[START Items]

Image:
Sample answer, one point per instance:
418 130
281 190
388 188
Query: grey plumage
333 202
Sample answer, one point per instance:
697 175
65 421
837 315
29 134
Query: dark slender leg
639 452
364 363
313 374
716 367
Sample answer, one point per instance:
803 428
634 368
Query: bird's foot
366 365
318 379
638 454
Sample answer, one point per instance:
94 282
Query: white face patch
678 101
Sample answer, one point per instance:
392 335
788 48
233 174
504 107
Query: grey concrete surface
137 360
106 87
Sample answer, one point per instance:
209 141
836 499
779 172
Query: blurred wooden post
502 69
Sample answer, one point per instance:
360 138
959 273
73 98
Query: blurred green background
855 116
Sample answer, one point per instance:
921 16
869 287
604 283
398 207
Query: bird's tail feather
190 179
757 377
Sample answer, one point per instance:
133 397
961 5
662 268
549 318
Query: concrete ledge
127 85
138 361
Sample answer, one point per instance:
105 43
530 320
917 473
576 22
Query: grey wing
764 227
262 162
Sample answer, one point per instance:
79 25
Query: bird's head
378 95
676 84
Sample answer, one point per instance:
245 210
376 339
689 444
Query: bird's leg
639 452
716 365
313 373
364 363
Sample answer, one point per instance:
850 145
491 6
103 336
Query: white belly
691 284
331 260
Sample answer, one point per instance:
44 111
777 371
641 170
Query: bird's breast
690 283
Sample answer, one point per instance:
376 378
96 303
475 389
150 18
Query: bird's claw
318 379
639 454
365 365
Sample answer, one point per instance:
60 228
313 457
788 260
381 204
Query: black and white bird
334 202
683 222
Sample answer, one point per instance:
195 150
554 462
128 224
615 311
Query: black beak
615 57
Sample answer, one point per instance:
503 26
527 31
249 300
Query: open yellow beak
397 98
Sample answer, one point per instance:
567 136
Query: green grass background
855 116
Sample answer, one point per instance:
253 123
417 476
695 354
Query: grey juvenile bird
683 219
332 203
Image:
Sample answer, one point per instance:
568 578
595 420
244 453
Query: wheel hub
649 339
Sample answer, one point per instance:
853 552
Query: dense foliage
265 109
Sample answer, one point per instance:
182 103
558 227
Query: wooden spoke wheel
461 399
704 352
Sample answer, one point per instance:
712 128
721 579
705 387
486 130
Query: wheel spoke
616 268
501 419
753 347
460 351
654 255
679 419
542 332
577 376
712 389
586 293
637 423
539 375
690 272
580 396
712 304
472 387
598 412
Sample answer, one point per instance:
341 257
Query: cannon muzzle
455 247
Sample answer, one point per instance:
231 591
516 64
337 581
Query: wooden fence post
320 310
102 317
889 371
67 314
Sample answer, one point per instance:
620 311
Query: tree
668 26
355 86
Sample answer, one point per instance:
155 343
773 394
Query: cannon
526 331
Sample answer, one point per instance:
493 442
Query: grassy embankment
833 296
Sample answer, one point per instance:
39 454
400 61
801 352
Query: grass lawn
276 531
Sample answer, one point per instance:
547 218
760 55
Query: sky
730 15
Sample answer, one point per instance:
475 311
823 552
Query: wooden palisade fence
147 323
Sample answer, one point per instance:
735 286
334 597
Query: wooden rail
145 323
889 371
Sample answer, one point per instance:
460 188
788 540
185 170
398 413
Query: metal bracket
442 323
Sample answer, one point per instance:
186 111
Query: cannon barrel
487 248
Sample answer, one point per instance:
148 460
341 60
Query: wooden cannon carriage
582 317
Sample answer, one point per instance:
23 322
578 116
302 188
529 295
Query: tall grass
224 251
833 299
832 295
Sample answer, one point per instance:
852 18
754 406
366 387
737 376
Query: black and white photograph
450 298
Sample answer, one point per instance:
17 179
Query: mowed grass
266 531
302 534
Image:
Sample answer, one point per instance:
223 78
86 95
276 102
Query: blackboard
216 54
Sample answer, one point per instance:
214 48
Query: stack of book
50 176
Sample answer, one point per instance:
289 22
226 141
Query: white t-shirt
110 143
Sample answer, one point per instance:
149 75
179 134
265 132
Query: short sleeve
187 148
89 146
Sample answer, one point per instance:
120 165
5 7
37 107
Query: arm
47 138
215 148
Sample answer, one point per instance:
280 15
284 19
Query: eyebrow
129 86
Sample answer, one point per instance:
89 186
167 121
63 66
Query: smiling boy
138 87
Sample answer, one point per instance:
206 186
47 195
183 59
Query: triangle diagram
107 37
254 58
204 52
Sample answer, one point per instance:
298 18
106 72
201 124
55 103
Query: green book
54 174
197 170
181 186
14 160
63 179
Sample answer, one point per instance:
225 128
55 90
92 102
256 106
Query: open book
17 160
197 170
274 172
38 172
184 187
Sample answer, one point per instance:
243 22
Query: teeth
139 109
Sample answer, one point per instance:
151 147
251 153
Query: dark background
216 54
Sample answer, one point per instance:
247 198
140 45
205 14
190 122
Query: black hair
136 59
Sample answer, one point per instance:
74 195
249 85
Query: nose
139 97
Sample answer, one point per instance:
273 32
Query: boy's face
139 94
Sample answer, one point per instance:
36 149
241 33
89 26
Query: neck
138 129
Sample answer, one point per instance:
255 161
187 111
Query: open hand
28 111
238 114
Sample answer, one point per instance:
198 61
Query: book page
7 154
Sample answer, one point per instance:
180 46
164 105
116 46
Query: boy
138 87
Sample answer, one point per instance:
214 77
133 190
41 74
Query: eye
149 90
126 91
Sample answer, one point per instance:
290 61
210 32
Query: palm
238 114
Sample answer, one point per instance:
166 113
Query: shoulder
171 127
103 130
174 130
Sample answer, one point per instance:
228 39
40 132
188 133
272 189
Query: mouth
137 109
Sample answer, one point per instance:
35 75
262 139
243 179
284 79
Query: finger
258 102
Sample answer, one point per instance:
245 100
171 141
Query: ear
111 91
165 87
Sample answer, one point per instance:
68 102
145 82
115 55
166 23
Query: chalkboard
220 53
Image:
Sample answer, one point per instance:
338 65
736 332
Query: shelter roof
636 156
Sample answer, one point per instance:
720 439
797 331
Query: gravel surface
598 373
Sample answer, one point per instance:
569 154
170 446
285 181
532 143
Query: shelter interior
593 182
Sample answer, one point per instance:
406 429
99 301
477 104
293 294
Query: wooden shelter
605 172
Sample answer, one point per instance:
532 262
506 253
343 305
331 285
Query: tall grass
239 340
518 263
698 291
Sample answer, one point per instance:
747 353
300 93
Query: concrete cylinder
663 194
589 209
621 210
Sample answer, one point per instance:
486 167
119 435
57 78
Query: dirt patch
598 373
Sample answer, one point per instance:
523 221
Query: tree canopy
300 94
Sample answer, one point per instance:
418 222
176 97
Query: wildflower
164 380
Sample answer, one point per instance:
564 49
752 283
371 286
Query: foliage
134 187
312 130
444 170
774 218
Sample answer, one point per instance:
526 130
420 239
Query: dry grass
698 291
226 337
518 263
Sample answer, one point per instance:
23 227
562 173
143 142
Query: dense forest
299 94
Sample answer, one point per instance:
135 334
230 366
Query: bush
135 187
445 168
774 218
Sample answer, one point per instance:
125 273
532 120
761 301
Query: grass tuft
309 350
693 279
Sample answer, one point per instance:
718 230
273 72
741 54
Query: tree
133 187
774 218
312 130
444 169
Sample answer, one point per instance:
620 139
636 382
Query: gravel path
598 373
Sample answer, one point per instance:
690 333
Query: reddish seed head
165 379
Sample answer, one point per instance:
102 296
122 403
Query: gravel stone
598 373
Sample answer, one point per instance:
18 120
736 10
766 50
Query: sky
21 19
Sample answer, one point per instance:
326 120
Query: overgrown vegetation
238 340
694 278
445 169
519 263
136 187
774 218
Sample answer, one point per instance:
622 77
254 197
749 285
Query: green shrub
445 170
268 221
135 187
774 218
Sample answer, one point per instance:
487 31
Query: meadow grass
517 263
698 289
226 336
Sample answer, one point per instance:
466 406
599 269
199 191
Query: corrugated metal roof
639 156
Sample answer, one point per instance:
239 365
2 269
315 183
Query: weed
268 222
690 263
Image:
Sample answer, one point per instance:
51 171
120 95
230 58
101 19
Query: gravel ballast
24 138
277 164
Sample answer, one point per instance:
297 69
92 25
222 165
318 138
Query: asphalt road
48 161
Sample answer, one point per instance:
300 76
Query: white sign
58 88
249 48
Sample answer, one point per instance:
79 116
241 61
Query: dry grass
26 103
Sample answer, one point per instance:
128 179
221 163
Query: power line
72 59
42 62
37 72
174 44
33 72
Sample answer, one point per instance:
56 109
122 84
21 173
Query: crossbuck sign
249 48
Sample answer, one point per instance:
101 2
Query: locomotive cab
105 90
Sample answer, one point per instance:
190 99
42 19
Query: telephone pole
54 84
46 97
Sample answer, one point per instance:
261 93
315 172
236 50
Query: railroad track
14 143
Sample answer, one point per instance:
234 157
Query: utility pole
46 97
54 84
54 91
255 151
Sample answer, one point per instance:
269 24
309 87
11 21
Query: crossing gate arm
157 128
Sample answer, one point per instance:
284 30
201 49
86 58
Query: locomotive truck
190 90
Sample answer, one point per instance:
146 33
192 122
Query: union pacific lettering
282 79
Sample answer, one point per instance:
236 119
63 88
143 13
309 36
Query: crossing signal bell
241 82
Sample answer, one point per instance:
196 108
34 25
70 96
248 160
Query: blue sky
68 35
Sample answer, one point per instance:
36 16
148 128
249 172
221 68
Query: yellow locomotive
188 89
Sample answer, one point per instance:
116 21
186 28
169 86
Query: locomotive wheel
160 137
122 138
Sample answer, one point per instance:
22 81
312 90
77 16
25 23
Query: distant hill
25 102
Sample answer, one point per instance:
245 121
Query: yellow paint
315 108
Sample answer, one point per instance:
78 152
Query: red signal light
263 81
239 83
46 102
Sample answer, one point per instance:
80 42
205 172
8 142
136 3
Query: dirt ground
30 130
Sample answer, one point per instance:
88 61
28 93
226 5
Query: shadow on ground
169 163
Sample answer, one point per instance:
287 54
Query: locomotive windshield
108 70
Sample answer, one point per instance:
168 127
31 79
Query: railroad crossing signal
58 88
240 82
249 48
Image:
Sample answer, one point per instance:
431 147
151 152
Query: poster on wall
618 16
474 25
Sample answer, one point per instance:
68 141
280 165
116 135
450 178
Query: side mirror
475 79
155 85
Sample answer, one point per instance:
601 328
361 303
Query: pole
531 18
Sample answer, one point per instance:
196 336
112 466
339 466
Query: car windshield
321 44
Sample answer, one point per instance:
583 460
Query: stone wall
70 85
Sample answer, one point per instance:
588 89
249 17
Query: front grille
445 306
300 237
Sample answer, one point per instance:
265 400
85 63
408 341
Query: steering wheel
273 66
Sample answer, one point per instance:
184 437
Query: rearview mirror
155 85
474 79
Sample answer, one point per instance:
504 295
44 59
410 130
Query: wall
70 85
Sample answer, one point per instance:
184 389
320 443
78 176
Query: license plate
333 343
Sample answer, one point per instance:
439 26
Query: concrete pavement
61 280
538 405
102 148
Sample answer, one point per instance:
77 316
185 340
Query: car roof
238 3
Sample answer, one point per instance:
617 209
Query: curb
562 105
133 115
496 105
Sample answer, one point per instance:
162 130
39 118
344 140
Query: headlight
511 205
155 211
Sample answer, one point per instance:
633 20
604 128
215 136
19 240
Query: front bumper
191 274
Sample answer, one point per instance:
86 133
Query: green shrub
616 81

[END Items]

Return every line in the items above that contains the word "beak".

* Exercise output *
Query: black beak
Query: open yellow beak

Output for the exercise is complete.